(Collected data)
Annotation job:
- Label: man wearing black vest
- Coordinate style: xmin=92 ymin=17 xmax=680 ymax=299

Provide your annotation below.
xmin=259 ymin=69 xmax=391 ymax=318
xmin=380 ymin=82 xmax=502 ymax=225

• Assigned task:
Set every record down word for word, omitting none.

• Task solution:
Annotation job:
- Label: man wearing black vest
- Coordinate style: xmin=92 ymin=17 xmax=680 ymax=299

Provide your annotation below.
xmin=259 ymin=69 xmax=391 ymax=318
xmin=380 ymin=82 xmax=502 ymax=225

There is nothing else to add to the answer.